## Provided passage

================

Warnocks November Newsletter - Tax Related News
Tax News
We are pleased to bring you some tax and related News, which we hope will be of interest to you.
Kindly note that the attached articles have been sourced from ‘Taxvine’, the official publication of the Taxation Institute of Australia.
Warnocks News
Anaelle Wong: As some of our clients already know, Anaelle will become a new mother early in the New Year. At this time, Anaelle is planning to take maternity leave sometime after 31 January; but of course no-one has yet consulted with junior to discover the arrival date! We’ll keep you posted as to developments.
Jolie Dang: Is presently on leave (in Japan), and will return to the Office on Monday, 2 December 2019.
Wesley Ong: We are delighted to let you know that Wesley will be joining us on 25 November, as a graduate accountant.
Wesley graduated from Monash University in November 2018 with a BCom, majoring in Accounting and Finance. You may recollect from earlier newsletters that we have been searching for a new team member for months. Karen and I take this opportunity to thank the search team, especially Jolie and Anaelle for reviewing countless resumes and conducting many psychometric assessments and interviews.
Christmas Holidays: Warnocks will close at lunchtime, Friday 20 December 2019, and reopen on Monday 6 January 2020. Karen Khor will be away for a further week, travelling overseas on Annual Leave until Monday, 13 January 2020.
Please, don’t hesitate to get in touch with us if you need any further information or explanations.
Contents
B: Don’t share your myGov password!

================

## Written problem 1
Using the newsletter, answer:
(a) From which publication were the attached articles sourced?
(b) On what date will Wesley Ong join as a graduate accountant?
(c) On what day and date will Warnocks reopen after the Christmas holidays?
The newsletter and the records that follow it come from separate, unrelated sources.

================

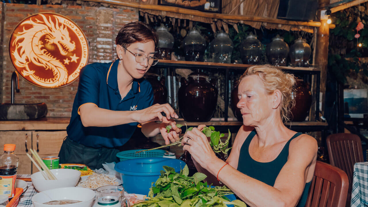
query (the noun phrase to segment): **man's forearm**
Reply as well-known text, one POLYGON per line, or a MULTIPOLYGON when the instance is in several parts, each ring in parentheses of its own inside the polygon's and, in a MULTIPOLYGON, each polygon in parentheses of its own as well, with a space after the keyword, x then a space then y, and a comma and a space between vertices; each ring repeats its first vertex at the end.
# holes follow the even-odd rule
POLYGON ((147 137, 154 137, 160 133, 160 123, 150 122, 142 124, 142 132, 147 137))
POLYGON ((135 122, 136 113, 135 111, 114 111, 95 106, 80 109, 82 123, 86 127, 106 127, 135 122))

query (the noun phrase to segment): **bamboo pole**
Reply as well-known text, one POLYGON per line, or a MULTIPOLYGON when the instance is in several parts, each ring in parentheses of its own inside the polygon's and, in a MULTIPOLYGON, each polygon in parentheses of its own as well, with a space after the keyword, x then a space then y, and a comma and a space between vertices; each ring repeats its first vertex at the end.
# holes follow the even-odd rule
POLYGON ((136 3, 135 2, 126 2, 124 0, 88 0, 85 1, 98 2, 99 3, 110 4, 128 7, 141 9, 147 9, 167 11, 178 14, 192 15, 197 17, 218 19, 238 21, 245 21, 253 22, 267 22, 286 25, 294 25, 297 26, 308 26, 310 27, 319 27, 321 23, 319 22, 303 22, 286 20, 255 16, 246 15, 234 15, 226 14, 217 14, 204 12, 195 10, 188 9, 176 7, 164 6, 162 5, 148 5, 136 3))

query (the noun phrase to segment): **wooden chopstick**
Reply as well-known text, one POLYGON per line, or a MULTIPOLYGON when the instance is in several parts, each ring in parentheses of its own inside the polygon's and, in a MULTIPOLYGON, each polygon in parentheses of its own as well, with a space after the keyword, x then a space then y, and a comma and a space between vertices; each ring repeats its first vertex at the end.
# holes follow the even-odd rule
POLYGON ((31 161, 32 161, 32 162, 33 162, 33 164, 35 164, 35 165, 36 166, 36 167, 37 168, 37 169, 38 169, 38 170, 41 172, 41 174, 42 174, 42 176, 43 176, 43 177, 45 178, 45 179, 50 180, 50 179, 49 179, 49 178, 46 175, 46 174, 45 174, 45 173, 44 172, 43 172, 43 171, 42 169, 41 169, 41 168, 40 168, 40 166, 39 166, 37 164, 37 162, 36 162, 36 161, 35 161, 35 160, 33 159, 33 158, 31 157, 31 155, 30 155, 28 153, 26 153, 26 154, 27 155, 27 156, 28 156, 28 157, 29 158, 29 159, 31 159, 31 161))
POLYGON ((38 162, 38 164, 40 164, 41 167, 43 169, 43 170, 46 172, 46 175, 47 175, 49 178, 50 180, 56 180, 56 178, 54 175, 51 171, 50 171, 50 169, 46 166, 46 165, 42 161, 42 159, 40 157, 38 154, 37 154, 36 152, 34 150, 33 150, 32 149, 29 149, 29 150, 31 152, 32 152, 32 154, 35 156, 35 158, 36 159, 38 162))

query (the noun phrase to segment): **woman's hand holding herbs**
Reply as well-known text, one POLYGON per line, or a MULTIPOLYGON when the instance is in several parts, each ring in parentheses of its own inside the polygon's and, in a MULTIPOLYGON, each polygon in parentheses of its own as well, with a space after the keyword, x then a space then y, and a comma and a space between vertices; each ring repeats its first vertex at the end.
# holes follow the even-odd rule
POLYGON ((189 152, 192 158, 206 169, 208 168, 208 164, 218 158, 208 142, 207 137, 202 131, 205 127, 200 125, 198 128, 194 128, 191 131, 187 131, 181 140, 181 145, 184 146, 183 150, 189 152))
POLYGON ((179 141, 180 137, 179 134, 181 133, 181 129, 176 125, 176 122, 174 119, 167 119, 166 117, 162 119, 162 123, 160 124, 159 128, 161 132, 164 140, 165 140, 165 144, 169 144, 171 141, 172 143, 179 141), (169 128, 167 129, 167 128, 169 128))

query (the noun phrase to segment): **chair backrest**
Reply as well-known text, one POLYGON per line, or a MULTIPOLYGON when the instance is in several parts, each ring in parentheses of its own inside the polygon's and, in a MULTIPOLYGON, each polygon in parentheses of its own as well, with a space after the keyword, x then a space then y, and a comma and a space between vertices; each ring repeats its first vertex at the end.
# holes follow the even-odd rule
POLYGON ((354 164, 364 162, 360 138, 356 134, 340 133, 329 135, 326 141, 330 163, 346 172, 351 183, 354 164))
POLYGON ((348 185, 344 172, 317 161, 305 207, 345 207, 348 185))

================

## Written problem 2
Output the section of the records that opens with the line containing "query (the noun phrase to segment): **bamboo" and closes with the line containing "POLYGON ((38 162, 38", both lines included, reproducing those lines exactly and nothing else.

## Worked answer 1
(a) ‘Taxvine’, the official publication of the Taxation Institute of Australia
(b) 25 November
(c) Monday 6 January 2020

## Worked answer 2
query (the noun phrase to segment): **bamboo pole**
Reply as well-known text, one POLYGON per line, or a MULTIPOLYGON when the instance is in several parts, each ring in parentheses of its own inside the polygon's and, in a MULTIPOLYGON, each polygon in parentheses of its own as well, with a space after the keyword, x then a space then y, and a comma and a space between vertices; each ring repeats its first vertex at the end.
# holes follow the even-odd rule
POLYGON ((136 3, 135 2, 126 2, 124 0, 88 0, 85 1, 98 2, 99 3, 110 4, 128 7, 141 9, 147 9, 167 11, 178 14, 192 15, 197 17, 218 19, 238 21, 245 21, 253 22, 267 22, 286 25, 294 25, 297 26, 308 26, 310 27, 319 27, 321 23, 319 22, 303 22, 286 20, 255 16, 246 15, 234 15, 226 14, 217 14, 204 12, 195 10, 188 9, 176 7, 164 6, 162 5, 148 5, 136 3))

query (the noun phrase to segment): **wooden chopstick**
Reply as well-known text, one POLYGON per line, or a MULTIPOLYGON when the instance is in several parts, each ring in parentheses of its own inside the polygon's and, in a MULTIPOLYGON, each polygon in parentheses of its own as well, with a space after the keyword, x then a space then y, and a comma and a space between vertices; each ring repeats its first vertex at the end.
# holes follow the even-odd rule
POLYGON ((31 161, 32 161, 32 162, 33 162, 33 164, 35 164, 35 165, 36 166, 36 167, 37 168, 37 169, 38 169, 38 170, 41 172, 41 174, 42 174, 42 176, 43 176, 43 177, 45 178, 45 179, 50 180, 50 179, 49 179, 49 178, 46 175, 46 174, 45 174, 45 173, 44 172, 43 172, 43 171, 42 169, 41 169, 41 168, 40 168, 40 166, 39 166, 37 164, 37 162, 36 162, 36 161, 35 161, 35 160, 33 159, 33 158, 31 157, 31 155, 30 155, 28 153, 26 153, 26 154, 27 155, 27 156, 28 156, 28 157, 29 158, 29 159, 31 159, 31 161))
POLYGON ((38 162, 38 164, 40 164, 41 167, 43 169, 43 170, 46 172, 46 175, 47 175, 49 178, 50 180, 56 180, 56 178, 54 175, 51 171, 50 171, 50 169, 46 166, 46 165, 42 161, 42 159, 40 157, 38 154, 37 154, 36 152, 34 150, 33 150, 32 149, 29 149, 29 150, 31 152, 32 152, 32 154, 35 156, 35 158, 36 159, 38 162))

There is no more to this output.